» **Selection**:

Tuesday, August 31, 2010

How to Make a Successful Sponge Cake?

This is a follow up to my previous post about baking sponges and the landmines that are associated with it.  Ok, maybe "landmines" is too strong a word but a lot of things can go wrong.  I have since learned 2 other ways to bake sponge cakes from my Wilton instructor (see my other blog on My Cake Decorating Journal here) Korean style.  I found this article that attempts to dispel the myths for successfully baking a light and airy sponge cake every time particularly useful.

Source: Pamela Clark and Fran Abdallaoui, Australian Women's Weekly

There seems to be a myth surrounding the sponge cake - little wonder so many of us are daunted by the thought of baking one.  Yet a bit of practice, know-how and a few basic rules will help you master the art in no time.

Sponge cakes rely on eggs for their lightness and structure, so very fresh, good eggs on low speed and, as they thicken, increase the speed to moderately high.  Add the caster sugar one tablespoon at a time, scraping down the sides occasionally to avoid any undissolved sugar.  This ste requires patience as it may take about 10 minutes to incorporate all the sugar.

Although only experience will teach you the best way to fold the dry ingredients into the egg mixture, there are a few tricks to it.  Start by sifting the dry ingredients three times to ensure the mixture is evenly combines.  Using a large metal spoon, rubber spatula, balloon whisk or even your hands, apply a light, deft stroke to lift the egg mixture from the bottom of the bowl and drag the dry ingredients thought hte egg mixture, scraping the sides of the bowl.

Deep cake pans give the best results as the depth of the pan protects the delicate sponge mixture, preventing a crisp crust from developing.  Aluminium pans conduct heat better than other types of pans.  Give your pan a light, even greasing with a pastry brush dipped in melted butter to keep the cake from sticking and achieve even browning.  When you are dividing the mixture between the pans, gently spread it to the edge as the mixture will not spread in the oven.  As a general rule, sponges cook best when the tops of the pans are in the centre of the oven.  If you are baking two sponges on different shelves, you will need to swap their positions halfway through the cooking time to ensure even cooking.  As long as you move quickly and handle the pans carefully, you should still achieve good results.

» **Records supplied**:
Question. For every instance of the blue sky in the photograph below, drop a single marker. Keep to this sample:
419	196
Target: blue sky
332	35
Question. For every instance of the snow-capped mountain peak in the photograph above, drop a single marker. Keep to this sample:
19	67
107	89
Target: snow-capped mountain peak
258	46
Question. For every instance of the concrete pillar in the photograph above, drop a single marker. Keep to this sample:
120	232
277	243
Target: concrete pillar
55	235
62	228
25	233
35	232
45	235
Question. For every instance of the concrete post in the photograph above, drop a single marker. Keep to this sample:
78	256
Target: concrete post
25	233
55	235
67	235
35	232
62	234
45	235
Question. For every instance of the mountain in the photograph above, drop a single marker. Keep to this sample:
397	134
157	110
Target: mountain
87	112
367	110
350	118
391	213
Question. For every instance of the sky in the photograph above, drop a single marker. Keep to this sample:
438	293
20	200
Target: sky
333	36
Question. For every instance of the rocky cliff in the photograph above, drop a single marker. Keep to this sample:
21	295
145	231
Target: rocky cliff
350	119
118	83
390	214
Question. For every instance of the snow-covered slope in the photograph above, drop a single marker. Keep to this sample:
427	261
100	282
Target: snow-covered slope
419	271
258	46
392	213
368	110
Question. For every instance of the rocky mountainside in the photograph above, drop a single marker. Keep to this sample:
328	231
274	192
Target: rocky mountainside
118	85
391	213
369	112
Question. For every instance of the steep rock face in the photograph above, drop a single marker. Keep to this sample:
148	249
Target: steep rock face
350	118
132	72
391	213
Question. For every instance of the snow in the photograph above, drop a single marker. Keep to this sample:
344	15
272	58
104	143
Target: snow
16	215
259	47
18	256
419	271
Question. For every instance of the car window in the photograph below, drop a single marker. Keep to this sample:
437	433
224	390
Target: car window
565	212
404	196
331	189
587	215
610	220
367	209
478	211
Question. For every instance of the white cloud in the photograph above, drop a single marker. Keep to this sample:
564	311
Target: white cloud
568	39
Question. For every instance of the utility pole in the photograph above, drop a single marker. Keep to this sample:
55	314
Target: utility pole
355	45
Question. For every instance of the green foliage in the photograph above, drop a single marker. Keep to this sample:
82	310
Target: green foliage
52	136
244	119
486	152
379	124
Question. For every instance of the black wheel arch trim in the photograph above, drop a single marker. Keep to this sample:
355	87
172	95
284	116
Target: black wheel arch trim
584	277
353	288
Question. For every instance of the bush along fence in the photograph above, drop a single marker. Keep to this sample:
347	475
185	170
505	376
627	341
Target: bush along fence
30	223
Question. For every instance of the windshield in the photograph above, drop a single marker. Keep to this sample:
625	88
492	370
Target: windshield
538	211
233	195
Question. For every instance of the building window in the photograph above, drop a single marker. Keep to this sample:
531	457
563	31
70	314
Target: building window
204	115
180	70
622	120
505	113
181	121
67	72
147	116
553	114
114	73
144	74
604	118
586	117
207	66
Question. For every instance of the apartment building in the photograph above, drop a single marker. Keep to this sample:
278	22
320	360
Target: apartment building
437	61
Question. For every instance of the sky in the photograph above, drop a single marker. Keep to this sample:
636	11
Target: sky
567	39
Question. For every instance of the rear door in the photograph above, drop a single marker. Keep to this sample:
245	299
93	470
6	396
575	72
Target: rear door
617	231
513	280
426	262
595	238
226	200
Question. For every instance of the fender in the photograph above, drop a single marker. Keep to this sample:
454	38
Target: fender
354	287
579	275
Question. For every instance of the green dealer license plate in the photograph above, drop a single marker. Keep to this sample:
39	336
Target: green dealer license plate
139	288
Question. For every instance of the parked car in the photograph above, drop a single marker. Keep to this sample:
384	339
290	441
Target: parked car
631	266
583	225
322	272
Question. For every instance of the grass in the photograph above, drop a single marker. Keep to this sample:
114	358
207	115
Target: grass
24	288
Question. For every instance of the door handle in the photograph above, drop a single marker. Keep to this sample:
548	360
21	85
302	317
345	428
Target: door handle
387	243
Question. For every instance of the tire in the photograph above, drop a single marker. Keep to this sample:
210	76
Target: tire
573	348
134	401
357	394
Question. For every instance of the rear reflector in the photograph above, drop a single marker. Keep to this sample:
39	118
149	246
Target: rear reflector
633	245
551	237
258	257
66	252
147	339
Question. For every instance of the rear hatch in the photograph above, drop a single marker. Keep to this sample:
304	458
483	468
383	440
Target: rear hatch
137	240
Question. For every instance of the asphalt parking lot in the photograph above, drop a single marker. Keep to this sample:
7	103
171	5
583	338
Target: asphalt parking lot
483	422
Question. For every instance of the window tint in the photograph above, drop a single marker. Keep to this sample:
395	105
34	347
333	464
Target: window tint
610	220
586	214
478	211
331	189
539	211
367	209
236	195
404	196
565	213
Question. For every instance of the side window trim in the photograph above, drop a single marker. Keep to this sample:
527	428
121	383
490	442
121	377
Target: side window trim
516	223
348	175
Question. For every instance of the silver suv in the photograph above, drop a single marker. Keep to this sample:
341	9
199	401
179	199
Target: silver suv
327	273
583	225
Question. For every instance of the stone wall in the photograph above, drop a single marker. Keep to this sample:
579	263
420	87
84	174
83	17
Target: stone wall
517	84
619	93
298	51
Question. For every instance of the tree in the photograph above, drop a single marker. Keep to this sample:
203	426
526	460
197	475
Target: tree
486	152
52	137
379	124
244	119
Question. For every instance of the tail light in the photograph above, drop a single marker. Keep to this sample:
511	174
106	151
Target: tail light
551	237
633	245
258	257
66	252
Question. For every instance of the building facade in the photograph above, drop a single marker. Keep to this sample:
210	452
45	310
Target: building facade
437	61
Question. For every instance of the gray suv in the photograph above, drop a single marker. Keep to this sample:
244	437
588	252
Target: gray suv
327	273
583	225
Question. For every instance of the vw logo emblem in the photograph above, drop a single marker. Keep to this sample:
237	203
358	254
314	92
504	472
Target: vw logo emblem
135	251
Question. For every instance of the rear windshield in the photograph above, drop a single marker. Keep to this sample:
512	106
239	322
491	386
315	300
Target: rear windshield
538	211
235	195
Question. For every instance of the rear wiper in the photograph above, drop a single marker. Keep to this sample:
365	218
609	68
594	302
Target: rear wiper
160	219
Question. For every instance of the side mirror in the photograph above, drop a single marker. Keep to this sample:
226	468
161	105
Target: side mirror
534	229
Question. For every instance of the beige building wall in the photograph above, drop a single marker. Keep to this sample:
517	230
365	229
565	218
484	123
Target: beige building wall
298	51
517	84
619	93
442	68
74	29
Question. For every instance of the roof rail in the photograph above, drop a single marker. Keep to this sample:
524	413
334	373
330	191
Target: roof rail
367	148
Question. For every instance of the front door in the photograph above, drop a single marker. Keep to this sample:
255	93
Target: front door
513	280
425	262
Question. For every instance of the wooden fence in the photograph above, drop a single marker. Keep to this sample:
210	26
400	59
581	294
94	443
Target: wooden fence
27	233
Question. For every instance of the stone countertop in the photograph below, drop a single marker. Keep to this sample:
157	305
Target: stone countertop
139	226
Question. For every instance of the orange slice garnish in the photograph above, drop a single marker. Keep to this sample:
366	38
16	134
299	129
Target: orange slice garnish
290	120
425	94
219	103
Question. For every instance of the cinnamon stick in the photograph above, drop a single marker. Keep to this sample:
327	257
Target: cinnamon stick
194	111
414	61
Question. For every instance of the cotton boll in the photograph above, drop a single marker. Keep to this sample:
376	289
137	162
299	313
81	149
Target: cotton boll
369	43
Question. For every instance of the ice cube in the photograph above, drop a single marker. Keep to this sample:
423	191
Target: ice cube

» **What is required**: Reproduce the sponge cake post above in full, word for word.

» **Result**:
Tuesday, August 31, 2010

How to Make a Successful Sponge Cake?

This is a follow up to my previous post about baking sponges and the landmines that are associated with it.  Ok, maybe "landmines" is too strong a word but a lot of things can go wrong.  I have since learned 2 other ways to bake sponge cakes from my Wilton instructor (see my other blog on My Cake Decorating Journal here) Korean style.  I found this article that attempts to dispel the myths for successfully baking a light and airy sponge cake every time particularly useful.

Source: Pamela Clark and Fran Abdallaoui, Australian Women's Weekly

There seems to be a myth surrounding the sponge cake - little wonder so many of us are daunted by the thought of baking one.  Yet a bit of practice, know-how and a few basic rules will help you master the art in no time.

Sponge cakes rely on eggs for their lightness and structure, so very fresh, good eggs on low speed and, as they thicken, increase the speed to moderately high.  Add the caster sugar one tablespoon at a time, scraping down the sides occasionally to avoid any undissolved sugar.  This ste requires patience as it may take about 10 minutes to incorporate all the sugar.

Although only experience will teach you the best way to fold the dry ingredients into the egg mixture, there are a few tricks to it.  Start by sifting the dry ingredients three times to ensure the mixture is evenly combines.  Using a large metal spoon, rubber spatula, balloon whisk or even your hands, apply a light, deft stroke to lift the egg mixture from the bottom of the bowl and drag the dry ingredients thought hte egg mixture, scraping the sides of the bowl.

Deep cake pans give the best results as the depth of the pan protects the delicate sponge mixture, preventing a crisp crust from developing.  Aluminium pans conduct heat better than other types of pans.  Give your pan a light, even greasing with a pastry brush dipped in melted butter to keep the cake from sticking and achieve even browning.  When you are dividing the mixture between the pans, gently spread it to the edge as the mixture will not spread in the oven.  As a general rule, sponges cook best when the tops of the pans are in the centre of the oven.  If you are baking two sponges on different shelves, you will need to swap their positions halfway through the cooking time to ensure even cooking.  As long as you move quickly and handle the pans carefully, you should still achieve good results.